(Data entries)
• • • •
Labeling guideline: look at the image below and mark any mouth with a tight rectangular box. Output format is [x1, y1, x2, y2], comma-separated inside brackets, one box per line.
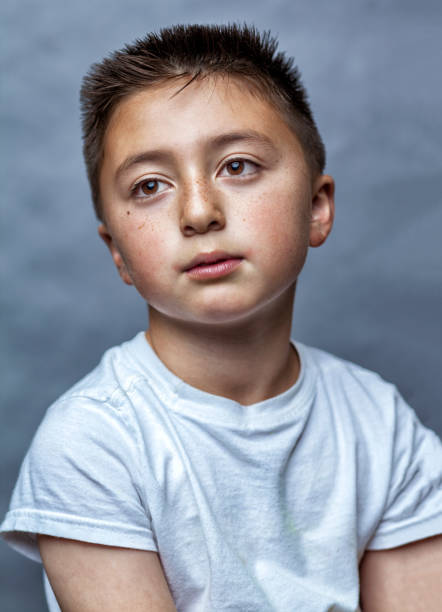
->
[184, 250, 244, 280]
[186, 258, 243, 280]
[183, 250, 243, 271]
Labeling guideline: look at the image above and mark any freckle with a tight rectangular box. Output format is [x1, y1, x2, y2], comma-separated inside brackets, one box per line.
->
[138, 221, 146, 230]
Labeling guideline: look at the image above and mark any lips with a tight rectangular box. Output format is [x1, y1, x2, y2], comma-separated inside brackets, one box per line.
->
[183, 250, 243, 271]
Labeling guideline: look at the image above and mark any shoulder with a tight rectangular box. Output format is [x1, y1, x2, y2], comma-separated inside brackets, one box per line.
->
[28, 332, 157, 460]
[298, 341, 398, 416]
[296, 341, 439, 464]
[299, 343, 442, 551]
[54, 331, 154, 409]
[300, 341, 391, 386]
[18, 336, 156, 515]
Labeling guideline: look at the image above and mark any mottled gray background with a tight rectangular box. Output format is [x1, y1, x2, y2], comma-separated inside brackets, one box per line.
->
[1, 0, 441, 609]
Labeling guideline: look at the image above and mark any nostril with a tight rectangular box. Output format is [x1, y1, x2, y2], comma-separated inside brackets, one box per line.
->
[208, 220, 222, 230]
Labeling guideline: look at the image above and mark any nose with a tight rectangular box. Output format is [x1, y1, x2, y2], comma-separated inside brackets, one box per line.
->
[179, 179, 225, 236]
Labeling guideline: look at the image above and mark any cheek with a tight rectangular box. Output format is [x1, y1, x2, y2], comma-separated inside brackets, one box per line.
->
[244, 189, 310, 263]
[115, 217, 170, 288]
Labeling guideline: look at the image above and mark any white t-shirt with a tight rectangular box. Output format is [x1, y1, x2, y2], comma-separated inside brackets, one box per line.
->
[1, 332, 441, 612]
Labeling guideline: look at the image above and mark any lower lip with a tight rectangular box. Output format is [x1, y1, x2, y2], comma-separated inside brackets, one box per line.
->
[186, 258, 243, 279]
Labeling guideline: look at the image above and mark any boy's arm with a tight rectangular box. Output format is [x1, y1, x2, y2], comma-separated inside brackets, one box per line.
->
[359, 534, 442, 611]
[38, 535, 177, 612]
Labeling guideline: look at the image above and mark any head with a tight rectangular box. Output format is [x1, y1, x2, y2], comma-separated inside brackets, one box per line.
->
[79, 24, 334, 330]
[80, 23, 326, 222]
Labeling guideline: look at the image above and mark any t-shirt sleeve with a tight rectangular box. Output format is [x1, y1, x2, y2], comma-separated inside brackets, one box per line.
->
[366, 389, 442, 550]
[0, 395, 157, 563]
• • • •
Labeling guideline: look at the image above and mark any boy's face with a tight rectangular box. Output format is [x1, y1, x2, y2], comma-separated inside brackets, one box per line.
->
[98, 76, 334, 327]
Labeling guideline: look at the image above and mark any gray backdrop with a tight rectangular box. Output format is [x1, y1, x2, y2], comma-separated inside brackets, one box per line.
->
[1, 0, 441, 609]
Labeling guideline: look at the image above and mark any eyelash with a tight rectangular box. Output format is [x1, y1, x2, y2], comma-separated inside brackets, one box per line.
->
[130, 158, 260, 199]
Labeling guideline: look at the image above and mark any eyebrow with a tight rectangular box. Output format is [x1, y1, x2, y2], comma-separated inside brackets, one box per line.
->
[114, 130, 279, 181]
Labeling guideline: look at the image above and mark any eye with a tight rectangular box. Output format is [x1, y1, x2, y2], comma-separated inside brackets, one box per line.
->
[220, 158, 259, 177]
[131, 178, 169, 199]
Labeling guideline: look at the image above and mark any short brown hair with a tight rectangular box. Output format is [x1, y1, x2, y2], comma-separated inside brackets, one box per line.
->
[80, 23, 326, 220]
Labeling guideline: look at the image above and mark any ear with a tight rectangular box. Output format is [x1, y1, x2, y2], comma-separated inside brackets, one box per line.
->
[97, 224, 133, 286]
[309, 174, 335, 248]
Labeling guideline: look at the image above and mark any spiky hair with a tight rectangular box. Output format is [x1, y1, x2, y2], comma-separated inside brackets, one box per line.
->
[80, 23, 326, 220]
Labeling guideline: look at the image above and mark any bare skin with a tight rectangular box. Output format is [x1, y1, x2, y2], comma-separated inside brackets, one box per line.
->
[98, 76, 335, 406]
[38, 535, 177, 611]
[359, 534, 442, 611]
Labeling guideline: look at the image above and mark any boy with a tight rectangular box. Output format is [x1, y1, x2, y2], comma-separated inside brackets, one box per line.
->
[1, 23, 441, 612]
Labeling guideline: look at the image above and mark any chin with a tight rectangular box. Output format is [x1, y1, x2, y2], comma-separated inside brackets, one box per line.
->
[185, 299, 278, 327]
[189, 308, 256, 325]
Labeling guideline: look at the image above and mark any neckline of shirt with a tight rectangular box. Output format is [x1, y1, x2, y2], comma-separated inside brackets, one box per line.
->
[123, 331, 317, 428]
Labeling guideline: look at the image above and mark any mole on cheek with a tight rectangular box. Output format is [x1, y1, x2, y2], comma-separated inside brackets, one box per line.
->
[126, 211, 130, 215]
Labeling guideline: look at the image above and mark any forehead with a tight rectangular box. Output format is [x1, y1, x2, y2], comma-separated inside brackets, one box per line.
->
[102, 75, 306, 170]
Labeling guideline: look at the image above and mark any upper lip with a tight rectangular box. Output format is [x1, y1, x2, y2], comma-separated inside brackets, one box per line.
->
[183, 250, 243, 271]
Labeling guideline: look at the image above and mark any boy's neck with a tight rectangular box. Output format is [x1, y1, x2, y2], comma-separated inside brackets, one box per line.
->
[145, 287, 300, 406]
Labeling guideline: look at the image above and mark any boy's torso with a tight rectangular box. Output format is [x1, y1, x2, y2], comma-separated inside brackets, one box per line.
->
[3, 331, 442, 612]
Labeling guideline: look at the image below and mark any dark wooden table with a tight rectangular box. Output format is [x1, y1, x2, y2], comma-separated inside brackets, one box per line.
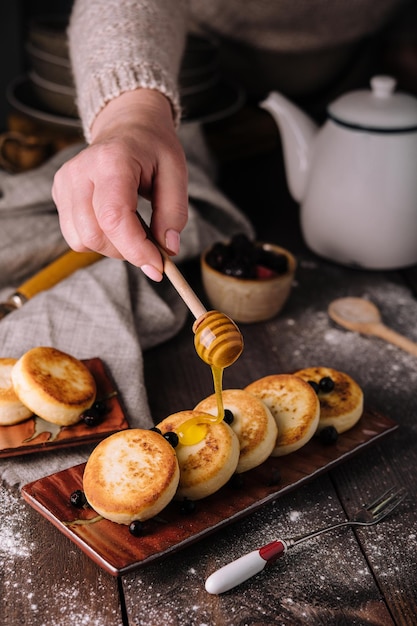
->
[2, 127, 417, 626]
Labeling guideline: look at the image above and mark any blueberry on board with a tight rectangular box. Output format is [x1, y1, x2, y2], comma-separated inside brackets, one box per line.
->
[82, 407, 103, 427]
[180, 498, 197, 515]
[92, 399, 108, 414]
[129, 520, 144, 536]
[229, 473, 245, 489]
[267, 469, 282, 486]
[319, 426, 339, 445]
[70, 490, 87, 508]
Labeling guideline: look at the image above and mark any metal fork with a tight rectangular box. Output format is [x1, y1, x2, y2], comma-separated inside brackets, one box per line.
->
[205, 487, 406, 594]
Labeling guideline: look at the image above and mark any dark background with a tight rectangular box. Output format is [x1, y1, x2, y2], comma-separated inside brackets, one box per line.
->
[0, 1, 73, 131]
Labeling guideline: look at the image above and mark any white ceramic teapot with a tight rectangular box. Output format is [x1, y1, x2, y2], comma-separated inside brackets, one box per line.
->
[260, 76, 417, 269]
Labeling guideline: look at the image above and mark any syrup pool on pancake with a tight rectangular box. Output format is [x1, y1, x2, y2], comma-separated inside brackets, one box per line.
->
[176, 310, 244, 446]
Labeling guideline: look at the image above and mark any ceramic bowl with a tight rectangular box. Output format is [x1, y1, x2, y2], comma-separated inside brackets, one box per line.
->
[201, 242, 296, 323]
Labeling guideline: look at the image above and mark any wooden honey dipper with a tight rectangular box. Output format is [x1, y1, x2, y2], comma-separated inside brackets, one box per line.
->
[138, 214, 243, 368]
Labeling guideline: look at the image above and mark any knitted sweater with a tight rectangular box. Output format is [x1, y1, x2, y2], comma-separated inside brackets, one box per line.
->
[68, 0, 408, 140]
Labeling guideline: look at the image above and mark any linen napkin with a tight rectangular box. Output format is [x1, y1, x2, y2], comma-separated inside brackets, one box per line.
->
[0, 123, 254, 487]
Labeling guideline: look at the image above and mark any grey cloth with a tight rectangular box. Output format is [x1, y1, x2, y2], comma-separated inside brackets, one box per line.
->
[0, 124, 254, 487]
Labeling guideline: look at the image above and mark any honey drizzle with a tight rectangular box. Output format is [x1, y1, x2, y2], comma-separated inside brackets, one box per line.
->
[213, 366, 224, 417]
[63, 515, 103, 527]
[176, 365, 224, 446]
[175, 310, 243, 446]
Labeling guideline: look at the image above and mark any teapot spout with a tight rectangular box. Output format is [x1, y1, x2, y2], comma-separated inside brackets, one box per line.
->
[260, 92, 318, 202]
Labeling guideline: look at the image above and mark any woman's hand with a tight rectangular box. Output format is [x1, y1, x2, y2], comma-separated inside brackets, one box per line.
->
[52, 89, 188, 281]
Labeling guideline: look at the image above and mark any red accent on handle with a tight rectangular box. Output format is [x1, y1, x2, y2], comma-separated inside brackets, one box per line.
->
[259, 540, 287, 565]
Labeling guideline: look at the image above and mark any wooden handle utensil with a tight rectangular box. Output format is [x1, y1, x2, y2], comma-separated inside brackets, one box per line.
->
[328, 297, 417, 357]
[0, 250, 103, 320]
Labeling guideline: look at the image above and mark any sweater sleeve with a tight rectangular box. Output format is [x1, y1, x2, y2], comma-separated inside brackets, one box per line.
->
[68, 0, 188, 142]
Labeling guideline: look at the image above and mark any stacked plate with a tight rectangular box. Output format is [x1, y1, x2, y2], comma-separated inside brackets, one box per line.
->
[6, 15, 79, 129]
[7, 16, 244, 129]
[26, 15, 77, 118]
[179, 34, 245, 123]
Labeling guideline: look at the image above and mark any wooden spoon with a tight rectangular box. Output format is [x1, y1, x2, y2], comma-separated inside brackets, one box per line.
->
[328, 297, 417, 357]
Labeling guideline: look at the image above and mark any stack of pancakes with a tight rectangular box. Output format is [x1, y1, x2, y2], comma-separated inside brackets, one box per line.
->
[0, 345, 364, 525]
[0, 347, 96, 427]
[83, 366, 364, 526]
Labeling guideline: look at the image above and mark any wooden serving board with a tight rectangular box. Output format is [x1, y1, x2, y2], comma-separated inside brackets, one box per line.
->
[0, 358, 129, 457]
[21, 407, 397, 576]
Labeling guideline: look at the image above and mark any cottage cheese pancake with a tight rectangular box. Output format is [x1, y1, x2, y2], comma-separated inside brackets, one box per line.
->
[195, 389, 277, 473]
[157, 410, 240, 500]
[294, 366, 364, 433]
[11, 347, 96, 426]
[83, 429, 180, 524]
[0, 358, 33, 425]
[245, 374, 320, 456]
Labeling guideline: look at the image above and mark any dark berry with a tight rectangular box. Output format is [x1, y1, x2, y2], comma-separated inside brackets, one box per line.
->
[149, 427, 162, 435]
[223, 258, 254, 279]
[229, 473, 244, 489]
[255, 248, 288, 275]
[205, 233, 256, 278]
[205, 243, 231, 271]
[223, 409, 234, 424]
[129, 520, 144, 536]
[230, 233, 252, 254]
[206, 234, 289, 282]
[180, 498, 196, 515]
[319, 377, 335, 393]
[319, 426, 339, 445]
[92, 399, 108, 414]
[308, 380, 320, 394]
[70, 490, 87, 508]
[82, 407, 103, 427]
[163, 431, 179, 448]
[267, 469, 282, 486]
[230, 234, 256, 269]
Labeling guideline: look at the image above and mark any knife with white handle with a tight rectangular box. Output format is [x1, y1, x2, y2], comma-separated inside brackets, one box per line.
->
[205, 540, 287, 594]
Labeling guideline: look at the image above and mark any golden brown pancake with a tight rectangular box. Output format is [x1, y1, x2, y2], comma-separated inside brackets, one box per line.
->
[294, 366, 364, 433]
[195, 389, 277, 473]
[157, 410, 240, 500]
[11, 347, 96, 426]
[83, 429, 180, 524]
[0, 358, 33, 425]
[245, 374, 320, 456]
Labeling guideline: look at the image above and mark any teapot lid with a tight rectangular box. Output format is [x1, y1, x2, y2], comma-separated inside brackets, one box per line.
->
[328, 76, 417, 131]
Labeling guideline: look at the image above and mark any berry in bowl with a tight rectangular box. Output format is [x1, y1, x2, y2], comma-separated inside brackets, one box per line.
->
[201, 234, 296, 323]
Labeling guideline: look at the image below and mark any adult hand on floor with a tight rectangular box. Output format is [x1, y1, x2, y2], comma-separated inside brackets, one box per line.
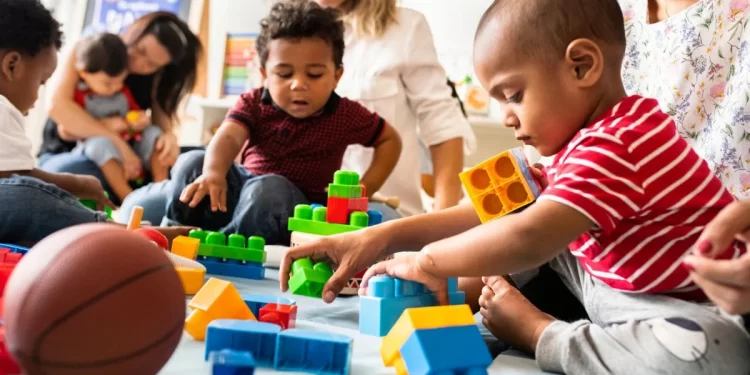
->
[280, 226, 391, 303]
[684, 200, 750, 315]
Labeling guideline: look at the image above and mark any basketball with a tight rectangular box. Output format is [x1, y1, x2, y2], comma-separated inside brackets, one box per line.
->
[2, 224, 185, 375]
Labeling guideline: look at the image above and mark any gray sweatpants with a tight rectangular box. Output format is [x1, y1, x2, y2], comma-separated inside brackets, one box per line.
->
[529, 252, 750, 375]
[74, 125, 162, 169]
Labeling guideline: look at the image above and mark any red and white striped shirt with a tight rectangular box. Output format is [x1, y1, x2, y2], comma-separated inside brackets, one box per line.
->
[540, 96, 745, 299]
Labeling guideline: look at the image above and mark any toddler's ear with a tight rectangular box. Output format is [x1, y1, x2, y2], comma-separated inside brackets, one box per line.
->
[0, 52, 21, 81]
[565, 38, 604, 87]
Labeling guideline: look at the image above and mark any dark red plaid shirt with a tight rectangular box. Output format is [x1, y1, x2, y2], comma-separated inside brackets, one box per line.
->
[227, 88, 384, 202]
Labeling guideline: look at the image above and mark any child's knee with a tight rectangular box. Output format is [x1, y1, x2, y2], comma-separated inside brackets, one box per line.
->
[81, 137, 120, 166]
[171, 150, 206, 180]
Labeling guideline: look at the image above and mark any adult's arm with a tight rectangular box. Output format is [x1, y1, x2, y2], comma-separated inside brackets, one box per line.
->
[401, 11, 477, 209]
• • • •
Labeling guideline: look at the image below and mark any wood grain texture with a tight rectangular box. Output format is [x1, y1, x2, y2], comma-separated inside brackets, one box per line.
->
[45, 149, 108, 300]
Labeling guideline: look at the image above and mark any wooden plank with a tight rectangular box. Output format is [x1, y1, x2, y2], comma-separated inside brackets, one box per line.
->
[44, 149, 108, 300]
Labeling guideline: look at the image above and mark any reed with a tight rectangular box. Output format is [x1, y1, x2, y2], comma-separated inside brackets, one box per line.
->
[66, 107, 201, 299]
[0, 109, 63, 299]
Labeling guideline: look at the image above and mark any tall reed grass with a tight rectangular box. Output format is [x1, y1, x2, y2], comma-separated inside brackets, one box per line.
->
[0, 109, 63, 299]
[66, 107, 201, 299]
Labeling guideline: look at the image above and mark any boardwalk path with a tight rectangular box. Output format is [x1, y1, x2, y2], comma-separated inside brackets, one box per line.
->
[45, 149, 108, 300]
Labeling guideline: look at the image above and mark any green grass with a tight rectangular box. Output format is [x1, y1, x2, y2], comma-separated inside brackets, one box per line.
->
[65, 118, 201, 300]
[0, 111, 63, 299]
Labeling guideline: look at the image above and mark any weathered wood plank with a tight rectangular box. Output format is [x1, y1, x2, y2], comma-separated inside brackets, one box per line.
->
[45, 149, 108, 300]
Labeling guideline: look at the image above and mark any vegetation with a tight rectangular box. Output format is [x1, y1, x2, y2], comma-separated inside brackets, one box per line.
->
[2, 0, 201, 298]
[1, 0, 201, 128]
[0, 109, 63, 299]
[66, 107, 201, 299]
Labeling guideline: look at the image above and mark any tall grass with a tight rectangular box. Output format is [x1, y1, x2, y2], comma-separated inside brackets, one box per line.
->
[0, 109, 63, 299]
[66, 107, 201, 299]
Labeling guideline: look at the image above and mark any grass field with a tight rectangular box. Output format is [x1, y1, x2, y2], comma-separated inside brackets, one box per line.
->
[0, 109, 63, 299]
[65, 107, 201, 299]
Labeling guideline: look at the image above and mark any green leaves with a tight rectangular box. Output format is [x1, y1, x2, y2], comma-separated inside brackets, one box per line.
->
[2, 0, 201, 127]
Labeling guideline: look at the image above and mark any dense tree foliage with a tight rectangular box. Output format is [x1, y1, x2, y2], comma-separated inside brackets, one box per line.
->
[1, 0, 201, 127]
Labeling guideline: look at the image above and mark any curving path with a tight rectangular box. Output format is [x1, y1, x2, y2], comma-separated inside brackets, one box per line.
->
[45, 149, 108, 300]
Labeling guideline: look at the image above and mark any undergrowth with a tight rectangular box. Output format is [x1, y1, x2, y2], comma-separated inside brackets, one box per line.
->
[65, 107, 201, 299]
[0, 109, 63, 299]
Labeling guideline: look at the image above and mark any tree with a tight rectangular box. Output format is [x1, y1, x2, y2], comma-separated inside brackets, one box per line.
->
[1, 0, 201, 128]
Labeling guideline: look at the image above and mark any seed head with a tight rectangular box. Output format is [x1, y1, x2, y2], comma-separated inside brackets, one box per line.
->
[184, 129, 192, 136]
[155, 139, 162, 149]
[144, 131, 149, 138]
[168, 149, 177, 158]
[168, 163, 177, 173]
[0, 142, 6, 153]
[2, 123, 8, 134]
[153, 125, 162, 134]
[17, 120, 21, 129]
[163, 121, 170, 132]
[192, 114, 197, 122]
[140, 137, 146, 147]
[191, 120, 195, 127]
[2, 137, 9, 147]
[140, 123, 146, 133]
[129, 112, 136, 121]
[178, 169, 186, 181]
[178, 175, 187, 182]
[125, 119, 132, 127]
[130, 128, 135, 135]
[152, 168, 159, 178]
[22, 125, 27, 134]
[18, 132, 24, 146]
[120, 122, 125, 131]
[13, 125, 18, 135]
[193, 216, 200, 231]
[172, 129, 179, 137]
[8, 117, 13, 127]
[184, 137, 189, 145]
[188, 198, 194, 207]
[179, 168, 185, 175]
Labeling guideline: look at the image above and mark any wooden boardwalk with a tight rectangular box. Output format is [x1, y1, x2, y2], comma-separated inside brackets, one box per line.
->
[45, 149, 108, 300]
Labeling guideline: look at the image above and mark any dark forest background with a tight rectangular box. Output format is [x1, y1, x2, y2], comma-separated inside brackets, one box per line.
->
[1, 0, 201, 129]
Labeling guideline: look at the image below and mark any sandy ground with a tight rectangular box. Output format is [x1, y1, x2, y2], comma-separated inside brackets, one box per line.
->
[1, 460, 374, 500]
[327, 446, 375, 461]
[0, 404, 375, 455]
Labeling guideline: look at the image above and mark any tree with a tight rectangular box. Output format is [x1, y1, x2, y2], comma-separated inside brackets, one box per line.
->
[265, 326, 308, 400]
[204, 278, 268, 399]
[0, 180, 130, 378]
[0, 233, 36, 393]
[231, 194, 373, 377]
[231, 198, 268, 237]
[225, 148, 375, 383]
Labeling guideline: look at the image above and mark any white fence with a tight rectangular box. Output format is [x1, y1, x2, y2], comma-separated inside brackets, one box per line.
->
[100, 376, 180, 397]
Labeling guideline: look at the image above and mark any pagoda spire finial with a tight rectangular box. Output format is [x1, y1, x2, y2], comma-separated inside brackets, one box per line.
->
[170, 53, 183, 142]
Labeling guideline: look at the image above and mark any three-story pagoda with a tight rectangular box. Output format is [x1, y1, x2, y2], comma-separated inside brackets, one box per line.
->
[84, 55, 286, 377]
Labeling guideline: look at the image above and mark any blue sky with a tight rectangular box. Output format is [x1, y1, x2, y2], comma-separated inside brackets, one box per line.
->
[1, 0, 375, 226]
• • • •
## Description of the task
Starting at the line that has "mark any weathered" in the records above, restate word for word every line until the one that has "Labeling guideline: look at the image above and mark any seed", and include that one as well.

## Answer
Labeling guideline: look at the image above and mark any weathered wood plank with a tight rectangular box. Output format is [x1, y1, x2, y2], comma-separated inside brackets, one box per line.
->
[45, 149, 108, 300]
Labeling guideline: look at the image above and mark any vegetation with a tight rectangular box. Output format is [x1, y1, x2, y2], comma-separated inside brackets, one box per line.
->
[2, 0, 201, 298]
[1, 0, 201, 128]
[0, 109, 63, 299]
[66, 107, 201, 299]
Labeling guideline: look at the image above and mark any tall grass with a tight rectangular box. Output format is [x1, y1, x2, y2], comma-separated inside brackets, one box per line.
->
[0, 109, 63, 299]
[66, 107, 201, 299]
Labeling guideline: look at the image above and mark any grass field with a tight rectangular box. Output format is [x1, y1, x2, y2], comma-separated inside brackets, one box per line.
->
[0, 109, 63, 299]
[65, 107, 201, 299]
Labeling guideline: look at the image above and mark any green leaves with a tight rectangular box. Output format is [x1, y1, x2, y2], comma-separated inside brackets, one box per line.
->
[2, 0, 201, 127]
Labeling guideline: look at the image above and mark any dense tree foliage with a tight rectangular box. Output format is [x1, y1, x2, y2], comma-separated inside brackets, one box per line.
->
[1, 0, 201, 127]
Labeling guideline: look at the image above and mark any curving path with a tight rectangular box. Output format is [x1, y1, x2, y2], comma-separated inside brackets, one box per line.
->
[45, 149, 108, 300]
Labeling guideline: look at the image above and mark any undergrowth with a tight rectangular box. Output format is [x1, y1, x2, y2], comma-separated inside brackets, one box per line.
->
[65, 107, 201, 299]
[0, 109, 63, 299]
Labeling guideline: look at the image above and mark any tree with a tight rectangular box. Output format is [x1, y1, x2, y2], comma-separated inside brackets, one box per line.
->
[1, 0, 201, 128]
Labeling guideline: look at the image above and mark any seed head with a tight rectangular box. Output format is [x1, y1, x2, y2], comma-separated inside brackets, one box per line.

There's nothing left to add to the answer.